WORK ORDER:
Each record is to be printed again precisely as it reads.

EXERCISE INPUTS:

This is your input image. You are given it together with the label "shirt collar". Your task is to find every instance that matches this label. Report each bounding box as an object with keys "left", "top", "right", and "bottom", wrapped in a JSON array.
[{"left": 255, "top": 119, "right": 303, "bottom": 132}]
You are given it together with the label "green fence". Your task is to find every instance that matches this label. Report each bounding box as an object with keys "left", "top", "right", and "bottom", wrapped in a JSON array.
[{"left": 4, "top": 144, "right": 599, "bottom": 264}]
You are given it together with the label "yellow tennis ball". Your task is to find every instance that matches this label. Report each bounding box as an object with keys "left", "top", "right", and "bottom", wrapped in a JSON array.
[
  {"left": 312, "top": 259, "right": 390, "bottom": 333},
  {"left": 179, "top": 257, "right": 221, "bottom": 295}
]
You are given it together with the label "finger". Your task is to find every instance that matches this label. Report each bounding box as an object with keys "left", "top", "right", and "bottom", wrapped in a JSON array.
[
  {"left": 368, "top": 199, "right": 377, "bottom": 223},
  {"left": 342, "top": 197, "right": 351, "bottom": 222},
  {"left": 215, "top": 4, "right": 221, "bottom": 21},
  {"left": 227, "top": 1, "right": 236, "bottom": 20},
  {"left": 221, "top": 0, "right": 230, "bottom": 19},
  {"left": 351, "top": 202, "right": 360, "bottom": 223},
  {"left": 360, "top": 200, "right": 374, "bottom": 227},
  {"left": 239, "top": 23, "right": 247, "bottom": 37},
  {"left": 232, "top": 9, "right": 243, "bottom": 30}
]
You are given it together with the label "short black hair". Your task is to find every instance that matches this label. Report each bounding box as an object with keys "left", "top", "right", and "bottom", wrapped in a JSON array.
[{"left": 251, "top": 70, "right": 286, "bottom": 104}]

EXERCISE RESULT:
This is your input image. You are given it together with the label "shirt collar". Your task is to find every instance that matches this label. Report each bounding box as an object with keys "left", "top", "right", and "bottom", wrapped in a JSON array.
[{"left": 255, "top": 119, "right": 303, "bottom": 132}]
You are given it together with the label "green fence". Your task is to find every instance that matches this label. Report each bounding box as an object with keys "left", "top", "right", and "bottom", wrapped in a JSON array.
[{"left": 4, "top": 144, "right": 599, "bottom": 264}]
You are given it together with the label "yellow tennis ball". Your task is to find every instance that matches this label. Report each bounding box as an object with keys "left", "top", "right", and "bottom", wrapped in a JSON array.
[
  {"left": 312, "top": 259, "right": 390, "bottom": 333},
  {"left": 179, "top": 257, "right": 221, "bottom": 295}
]
You are given it together with the label "finger". Your task is to find every instance that matches this label. Report each bounding box as an object with keys "left", "top", "right", and "bottom", wrapped in a JSON array.
[
  {"left": 368, "top": 199, "right": 377, "bottom": 223},
  {"left": 342, "top": 197, "right": 351, "bottom": 222},
  {"left": 215, "top": 4, "right": 221, "bottom": 21},
  {"left": 227, "top": 1, "right": 236, "bottom": 20},
  {"left": 221, "top": 0, "right": 230, "bottom": 19},
  {"left": 351, "top": 202, "right": 360, "bottom": 223},
  {"left": 360, "top": 200, "right": 374, "bottom": 227},
  {"left": 239, "top": 23, "right": 247, "bottom": 37},
  {"left": 232, "top": 9, "right": 243, "bottom": 30}
]
You are given it together with the label "short black hair". Your task is to find every instance that matches this label. Report each bounding box as an object with keys "left", "top", "right", and "bottom", wrapped in a JSON array.
[{"left": 251, "top": 70, "right": 286, "bottom": 104}]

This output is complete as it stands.